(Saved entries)
━━━━

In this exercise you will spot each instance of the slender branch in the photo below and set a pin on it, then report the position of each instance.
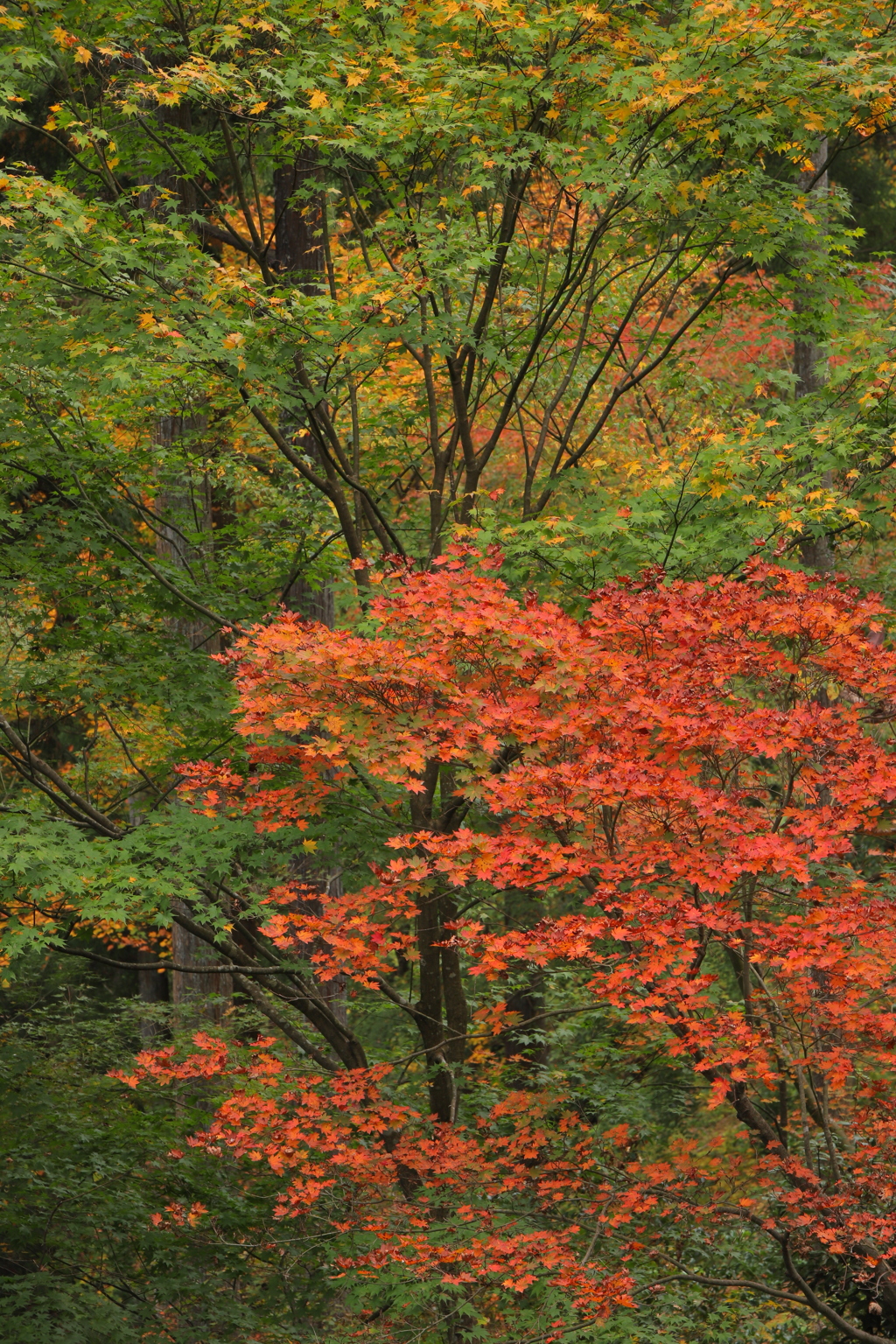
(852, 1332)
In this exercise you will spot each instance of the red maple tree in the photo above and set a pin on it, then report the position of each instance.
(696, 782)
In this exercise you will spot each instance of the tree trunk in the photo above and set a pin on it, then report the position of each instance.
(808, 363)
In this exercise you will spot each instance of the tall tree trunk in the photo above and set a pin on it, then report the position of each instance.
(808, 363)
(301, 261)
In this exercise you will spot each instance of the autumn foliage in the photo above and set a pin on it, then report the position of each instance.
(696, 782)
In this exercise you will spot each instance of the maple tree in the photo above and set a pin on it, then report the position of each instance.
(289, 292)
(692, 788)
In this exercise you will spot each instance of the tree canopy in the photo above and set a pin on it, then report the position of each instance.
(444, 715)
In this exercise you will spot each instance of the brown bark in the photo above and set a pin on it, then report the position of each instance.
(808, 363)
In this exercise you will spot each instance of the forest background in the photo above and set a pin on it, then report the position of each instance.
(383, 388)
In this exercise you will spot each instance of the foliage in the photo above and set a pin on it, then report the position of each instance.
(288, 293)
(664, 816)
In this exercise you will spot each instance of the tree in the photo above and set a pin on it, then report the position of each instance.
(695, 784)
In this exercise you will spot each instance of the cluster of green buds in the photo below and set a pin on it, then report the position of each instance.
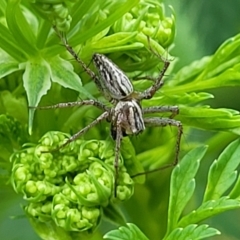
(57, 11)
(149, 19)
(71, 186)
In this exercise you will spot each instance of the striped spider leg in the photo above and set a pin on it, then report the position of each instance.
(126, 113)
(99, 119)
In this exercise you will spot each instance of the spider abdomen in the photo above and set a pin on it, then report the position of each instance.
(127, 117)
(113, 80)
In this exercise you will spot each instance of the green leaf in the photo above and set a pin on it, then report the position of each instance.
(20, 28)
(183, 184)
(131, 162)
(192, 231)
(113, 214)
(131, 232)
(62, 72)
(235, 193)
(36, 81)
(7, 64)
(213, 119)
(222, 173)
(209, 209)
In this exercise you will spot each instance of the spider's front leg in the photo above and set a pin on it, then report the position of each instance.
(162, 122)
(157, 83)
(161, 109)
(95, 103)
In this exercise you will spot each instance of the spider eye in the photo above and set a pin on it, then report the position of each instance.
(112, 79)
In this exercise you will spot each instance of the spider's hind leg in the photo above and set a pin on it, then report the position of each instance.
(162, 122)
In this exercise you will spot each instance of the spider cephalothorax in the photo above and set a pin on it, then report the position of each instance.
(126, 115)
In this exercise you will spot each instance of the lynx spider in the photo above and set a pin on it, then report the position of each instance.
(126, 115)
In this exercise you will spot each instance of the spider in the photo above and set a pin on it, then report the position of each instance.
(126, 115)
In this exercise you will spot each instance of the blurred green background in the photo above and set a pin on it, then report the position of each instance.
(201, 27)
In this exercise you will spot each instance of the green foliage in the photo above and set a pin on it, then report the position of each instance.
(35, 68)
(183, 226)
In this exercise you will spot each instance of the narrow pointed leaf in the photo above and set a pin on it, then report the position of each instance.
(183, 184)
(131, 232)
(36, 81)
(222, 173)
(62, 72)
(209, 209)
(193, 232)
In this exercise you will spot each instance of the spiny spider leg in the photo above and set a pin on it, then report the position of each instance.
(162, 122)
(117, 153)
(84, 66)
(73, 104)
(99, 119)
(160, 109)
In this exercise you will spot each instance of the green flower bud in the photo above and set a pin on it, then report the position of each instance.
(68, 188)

━━━━

WHAT YOU SHOULD DO:
Each line from the one that includes "In this exercise you will spot each instance of the spiny" down to the close of the records above is to be given again exactly, and no other line is to appear.

WRITTEN ANSWER:
In this exercise you will spot each instance of the spiny spider leg in the photo above and set a pin on it, then report the position of each instance.
(162, 122)
(117, 153)
(84, 66)
(73, 104)
(99, 119)
(160, 109)
In this exercise you will spot each instance of the green flower bud in the photo above and set a pin on it, then report the position of each instance.
(68, 188)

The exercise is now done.